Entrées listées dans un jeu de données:
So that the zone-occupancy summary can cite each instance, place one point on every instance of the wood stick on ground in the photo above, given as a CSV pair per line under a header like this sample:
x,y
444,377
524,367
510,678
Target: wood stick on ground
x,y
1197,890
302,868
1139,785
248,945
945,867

**Consigne donnée**
Reproduisez telles quelles toutes les lignes des entrées ci-dessus, sans rien changer.

**Réponse à fournir**
So that the zone-occupancy summary can cite each instance, place one point on every instance of the wood stick on ground in the photo above, given as a CSV pair per line under a header like this sample:
x,y
444,377
524,367
510,678
Target: wood stick on ground
x,y
1197,890
302,868
1139,785
248,945
945,867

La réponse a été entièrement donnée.